Wat wordt verwacht =
Geef het stuk vanaf de regel met "Point out the yellow" tot en met het einde van het materiaal ongewijzigd terug. Laat de afbeeldingen daarbij weg.

Geëxtraheerde gegevens =
---
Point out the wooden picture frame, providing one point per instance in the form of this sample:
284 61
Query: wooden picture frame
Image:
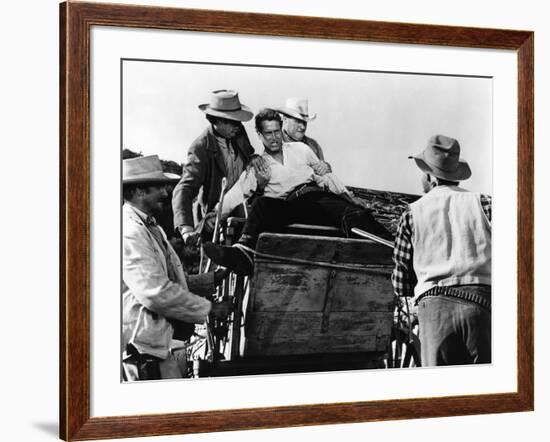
76 20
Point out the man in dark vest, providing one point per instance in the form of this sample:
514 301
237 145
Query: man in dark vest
442 257
222 150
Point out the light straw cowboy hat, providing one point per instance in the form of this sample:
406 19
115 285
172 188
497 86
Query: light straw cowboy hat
297 108
145 170
226 104
441 158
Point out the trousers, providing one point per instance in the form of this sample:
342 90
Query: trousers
455 331
142 368
319 208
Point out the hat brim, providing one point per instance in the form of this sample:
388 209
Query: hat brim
152 178
244 114
462 172
295 114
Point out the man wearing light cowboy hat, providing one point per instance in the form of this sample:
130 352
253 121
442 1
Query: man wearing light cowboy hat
222 150
296 116
155 292
442 257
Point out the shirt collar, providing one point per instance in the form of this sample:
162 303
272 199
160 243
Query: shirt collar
148 220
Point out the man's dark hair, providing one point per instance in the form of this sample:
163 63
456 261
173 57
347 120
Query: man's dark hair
212 119
128 191
266 115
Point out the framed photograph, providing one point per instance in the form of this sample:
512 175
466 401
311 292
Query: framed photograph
308 331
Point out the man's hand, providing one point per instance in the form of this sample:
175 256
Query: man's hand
222 309
219 275
261 170
189 236
321 168
209 221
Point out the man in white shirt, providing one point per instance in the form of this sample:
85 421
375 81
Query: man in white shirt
299 189
155 290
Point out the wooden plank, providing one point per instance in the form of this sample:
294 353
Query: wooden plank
325 344
318 248
278 287
362 292
308 325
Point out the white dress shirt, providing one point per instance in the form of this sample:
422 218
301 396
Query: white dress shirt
296 169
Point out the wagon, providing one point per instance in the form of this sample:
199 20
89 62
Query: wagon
316 302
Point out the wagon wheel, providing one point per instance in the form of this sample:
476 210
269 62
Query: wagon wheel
404 347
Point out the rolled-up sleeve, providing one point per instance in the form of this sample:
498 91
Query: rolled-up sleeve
240 192
192 178
147 280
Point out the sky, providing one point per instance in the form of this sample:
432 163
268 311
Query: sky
367 123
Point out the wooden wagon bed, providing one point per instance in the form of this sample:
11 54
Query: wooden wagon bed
315 304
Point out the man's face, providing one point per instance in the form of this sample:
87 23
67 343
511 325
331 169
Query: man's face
154 198
271 136
427 182
294 127
226 128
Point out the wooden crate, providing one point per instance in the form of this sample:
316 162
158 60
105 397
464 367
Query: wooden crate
304 308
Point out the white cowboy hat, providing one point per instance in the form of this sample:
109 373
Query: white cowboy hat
441 158
226 104
297 108
145 170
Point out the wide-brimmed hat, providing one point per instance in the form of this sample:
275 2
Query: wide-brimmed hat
441 158
297 108
145 170
226 104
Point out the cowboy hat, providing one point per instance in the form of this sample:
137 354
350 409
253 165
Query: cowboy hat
225 104
145 170
441 158
297 108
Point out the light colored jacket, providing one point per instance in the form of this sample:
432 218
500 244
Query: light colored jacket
148 295
452 239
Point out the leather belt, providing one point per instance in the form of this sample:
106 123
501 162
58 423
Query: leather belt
303 190
456 293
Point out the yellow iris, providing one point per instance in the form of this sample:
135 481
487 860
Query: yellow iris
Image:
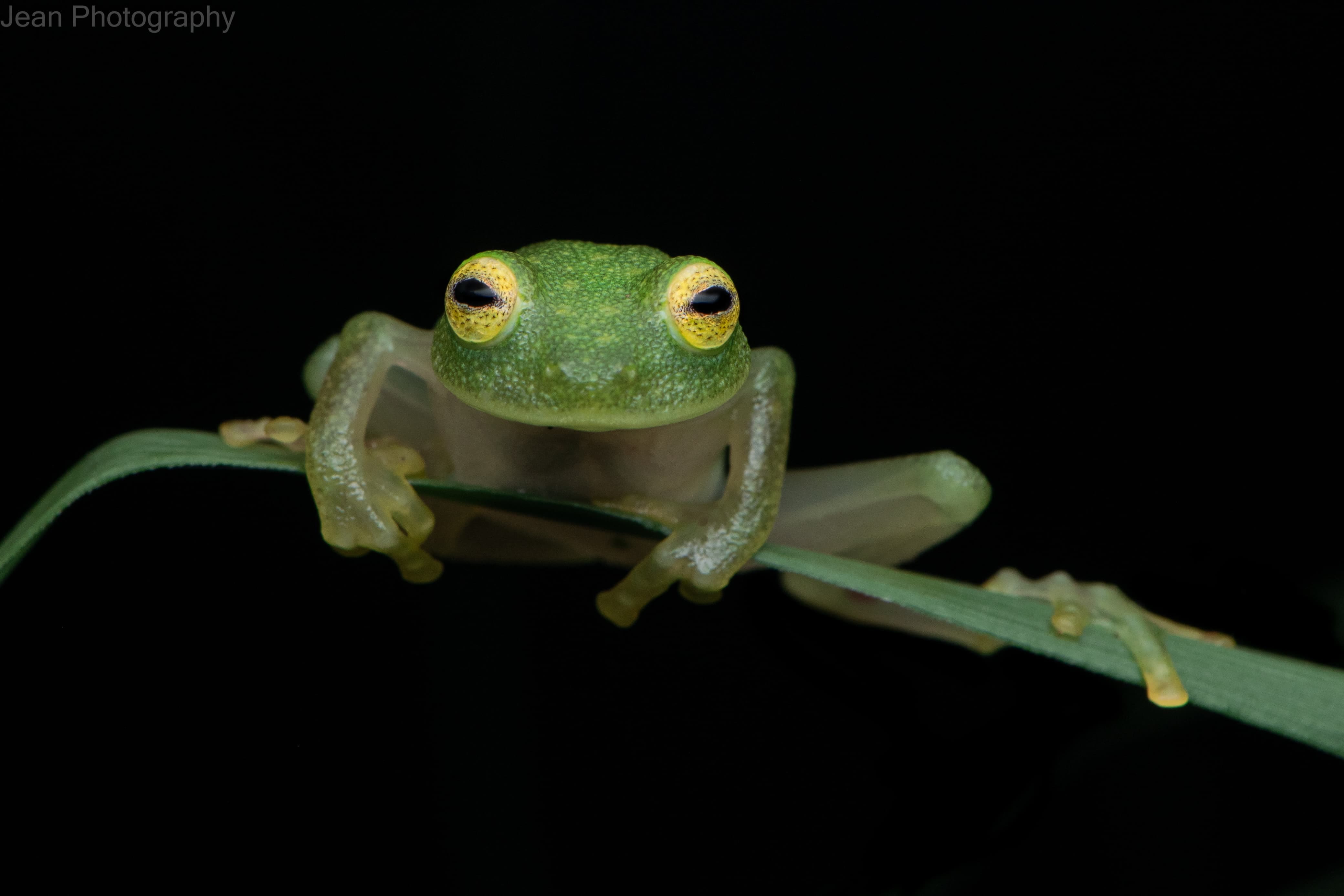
482 300
703 305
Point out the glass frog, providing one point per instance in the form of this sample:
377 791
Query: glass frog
620 377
---
Antwoord =
Point out the yellow iris, providing one point per instance in the form of this sample:
135 481
487 860
Query: yellow iris
Image:
482 300
703 305
Point out the glass frog, providing one point per instance in the form of this sample:
377 791
Query: glass frog
620 377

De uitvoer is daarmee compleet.